» **Texte à lire**
La France pourrait tirer son épingle du jeu grâce à un aspect : la fin du rabais britannique. Un petit détour historique s'impose :
à la fin des années 70, Margaret Thatcher a entamé un bras de fer avec l'Union sur le thème "I want my money back" ("je veux récupérer mon argent"). Et la Première ministre a gagné. En 1984, elle a obtenu de verser moins de contributions que ses voisins. Une "perte" qui a été répartie entre les différents pays membres, principalement les plus riches.

"Deux tiers des contributions brutes du Royaume-Uni sont compensées par le reste des États membres. Mais quatre des États qui sont des contributeurs nets paient moins que les autres : l'Allemagne, l'Autriche, les Pays-Bas et la Suède. Ils ont obtenu des rabais sur le rabais. Leur participation en pourcentage du PIB est donc plus faible que les autres pays." Si la France n'en fait pas partie, c'est qu'elle bénéficie de crédits plus importants. En 2018, elle a ainsi reçu 13,5 milliards d'euros de crédits dont 9 milliards pour l'aide agricole. Elle paie donc la plus grande part du rabais (1,3 milliard en 2018).

Sans le Royaume-Uni, le rabais disparaît. Et avec lui la compensation versée par la France. "Le but, à terme, est que la contribution de tous les pays soient la même, en termes de pourcentage de RNB national." En clair, toutes les corrections - les rabais sur les rabais - seront peu à peu retirées.

» **Actions à mener**
#1 Résumez en deux phrases le texte sur le rabais britannique.
#2 Reproduisez fidèlement le passage du texte sur le rabais britannique qui commence par « Sans le Royaume-Uni, le » et se poursuit jusqu'à « à peu retirées. ».
Le matériel qui suit n'est pas nécessaire.

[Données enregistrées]

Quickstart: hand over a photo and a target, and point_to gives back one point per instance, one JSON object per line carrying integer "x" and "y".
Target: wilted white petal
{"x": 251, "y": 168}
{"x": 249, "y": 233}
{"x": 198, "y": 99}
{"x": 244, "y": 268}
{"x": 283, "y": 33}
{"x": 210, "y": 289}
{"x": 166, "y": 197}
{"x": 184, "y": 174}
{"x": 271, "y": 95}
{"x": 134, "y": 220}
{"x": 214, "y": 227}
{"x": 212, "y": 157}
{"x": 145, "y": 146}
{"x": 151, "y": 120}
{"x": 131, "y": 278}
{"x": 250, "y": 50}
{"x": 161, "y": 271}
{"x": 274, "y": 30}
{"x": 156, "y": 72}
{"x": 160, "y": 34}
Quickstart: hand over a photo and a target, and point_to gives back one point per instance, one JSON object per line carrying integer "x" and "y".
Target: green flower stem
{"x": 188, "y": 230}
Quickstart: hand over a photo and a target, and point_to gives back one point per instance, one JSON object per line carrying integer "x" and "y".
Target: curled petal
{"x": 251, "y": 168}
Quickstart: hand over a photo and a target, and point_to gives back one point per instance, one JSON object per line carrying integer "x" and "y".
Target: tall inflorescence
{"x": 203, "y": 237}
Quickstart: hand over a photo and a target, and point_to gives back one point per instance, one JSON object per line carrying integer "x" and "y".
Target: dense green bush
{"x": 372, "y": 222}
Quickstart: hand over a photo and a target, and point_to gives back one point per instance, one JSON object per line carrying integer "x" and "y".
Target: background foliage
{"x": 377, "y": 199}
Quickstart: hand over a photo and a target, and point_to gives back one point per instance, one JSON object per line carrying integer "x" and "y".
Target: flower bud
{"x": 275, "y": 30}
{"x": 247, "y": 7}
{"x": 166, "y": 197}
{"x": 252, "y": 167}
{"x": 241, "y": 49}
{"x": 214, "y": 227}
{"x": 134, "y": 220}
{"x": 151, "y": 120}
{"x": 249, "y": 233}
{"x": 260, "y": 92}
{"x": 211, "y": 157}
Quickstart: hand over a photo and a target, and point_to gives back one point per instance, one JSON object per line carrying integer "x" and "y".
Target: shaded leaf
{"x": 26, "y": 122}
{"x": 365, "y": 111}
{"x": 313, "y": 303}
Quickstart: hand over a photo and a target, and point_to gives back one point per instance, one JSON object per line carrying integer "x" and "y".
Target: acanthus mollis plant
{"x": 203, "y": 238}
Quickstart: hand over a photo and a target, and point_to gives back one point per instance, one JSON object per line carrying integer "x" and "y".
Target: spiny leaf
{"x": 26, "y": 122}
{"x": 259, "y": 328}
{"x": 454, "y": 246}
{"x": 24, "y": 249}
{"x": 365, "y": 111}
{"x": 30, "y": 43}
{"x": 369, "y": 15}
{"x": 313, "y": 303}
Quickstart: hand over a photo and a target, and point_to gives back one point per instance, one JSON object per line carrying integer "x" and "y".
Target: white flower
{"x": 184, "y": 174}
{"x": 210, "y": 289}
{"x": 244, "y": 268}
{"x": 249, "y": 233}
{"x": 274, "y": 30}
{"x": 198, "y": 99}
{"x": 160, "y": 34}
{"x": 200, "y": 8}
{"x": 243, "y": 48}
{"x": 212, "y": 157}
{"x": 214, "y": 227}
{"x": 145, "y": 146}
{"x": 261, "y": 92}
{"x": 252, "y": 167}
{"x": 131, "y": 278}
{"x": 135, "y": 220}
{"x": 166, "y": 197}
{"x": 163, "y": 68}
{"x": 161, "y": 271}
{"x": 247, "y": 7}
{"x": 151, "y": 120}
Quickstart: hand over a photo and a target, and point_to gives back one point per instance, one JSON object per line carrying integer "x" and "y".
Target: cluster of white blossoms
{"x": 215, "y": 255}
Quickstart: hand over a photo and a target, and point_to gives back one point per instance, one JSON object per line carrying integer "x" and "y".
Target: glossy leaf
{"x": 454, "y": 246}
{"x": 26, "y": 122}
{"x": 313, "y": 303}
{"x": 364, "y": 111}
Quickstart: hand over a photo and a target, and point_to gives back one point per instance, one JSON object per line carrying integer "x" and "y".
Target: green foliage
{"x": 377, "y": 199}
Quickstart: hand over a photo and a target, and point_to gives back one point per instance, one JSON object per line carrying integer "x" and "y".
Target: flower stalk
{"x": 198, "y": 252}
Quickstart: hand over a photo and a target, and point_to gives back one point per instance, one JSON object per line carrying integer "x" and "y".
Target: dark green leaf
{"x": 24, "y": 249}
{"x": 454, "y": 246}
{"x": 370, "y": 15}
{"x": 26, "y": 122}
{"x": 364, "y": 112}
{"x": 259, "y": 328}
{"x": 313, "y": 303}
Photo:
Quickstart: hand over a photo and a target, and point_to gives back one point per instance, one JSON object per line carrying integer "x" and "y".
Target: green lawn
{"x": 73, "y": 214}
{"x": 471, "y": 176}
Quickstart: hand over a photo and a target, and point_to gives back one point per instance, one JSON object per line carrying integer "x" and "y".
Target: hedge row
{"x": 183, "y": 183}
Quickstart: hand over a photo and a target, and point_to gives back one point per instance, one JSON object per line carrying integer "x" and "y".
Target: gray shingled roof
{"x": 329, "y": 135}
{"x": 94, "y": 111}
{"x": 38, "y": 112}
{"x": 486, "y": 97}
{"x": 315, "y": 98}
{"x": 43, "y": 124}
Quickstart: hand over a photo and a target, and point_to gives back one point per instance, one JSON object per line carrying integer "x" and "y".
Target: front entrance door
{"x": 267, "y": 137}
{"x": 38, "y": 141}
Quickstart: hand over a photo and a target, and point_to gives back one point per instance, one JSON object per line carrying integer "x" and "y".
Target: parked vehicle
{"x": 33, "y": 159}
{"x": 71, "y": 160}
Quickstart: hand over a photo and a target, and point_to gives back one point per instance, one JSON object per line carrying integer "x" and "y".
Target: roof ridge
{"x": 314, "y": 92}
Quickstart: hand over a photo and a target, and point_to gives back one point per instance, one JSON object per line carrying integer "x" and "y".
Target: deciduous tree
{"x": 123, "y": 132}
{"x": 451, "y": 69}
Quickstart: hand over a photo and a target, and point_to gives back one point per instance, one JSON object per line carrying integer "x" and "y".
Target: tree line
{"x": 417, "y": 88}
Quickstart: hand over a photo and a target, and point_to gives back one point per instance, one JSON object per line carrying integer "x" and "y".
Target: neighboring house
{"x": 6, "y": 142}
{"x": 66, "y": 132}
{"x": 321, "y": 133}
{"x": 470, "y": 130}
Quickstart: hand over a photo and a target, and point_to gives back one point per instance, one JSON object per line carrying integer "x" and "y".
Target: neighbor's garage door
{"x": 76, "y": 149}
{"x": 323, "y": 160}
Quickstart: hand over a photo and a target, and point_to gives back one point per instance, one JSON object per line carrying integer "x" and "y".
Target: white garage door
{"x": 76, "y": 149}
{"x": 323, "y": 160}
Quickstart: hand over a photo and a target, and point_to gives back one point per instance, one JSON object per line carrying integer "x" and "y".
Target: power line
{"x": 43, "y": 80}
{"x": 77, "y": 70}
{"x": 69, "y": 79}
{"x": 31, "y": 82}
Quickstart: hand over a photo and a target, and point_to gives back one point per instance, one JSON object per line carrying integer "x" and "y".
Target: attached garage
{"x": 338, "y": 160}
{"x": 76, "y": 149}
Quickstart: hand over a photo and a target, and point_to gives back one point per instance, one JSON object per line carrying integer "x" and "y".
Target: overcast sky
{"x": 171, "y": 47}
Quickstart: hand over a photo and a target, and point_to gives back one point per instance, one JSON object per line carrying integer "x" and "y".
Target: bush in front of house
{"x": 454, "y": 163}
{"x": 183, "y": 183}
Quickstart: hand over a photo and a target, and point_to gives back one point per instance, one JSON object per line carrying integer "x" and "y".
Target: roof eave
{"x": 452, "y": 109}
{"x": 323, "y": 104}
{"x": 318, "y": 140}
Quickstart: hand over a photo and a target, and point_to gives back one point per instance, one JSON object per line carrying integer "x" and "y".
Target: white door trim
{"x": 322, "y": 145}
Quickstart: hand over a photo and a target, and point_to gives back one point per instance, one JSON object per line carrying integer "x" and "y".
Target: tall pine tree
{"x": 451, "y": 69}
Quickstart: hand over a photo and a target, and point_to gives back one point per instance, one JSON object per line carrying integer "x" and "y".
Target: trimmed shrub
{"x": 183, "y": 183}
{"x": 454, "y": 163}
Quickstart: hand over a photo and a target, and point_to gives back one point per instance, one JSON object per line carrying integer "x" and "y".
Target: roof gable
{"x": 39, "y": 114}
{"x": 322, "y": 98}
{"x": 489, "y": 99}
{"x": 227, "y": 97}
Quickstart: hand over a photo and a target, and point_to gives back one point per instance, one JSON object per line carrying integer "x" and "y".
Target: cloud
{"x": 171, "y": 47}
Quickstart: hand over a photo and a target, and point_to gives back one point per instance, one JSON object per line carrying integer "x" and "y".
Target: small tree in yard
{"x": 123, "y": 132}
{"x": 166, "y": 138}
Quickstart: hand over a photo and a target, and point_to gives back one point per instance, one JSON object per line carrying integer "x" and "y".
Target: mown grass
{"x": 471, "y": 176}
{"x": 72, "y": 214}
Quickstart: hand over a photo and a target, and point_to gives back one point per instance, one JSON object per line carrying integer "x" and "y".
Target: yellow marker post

» **Tâches corrigées**
#1 En 1984, Margaret Thatcher a obtenu que le Royaume-Uni verse moins de contributions à l'Union, et cette perte a été compensée par les autres États membres. La France en paie la plus grande part (1,3 milliard d'euros en 2018), mais sans le Royaume-Uni le rabais disparaît, et avec lui la compensation française, toutes les corrections devant être peu à peu retirées.

#2
Sans le Royaume-Uni, le rabais disparaît. Et avec lui la compensation versée par la France. "Le but, à terme, est que la contribution de tous les pays soient la même, en termes de pourcentage de RNB national." En clair, toutes les corrections - les rabais sur les rabais - seront peu à peu retirées.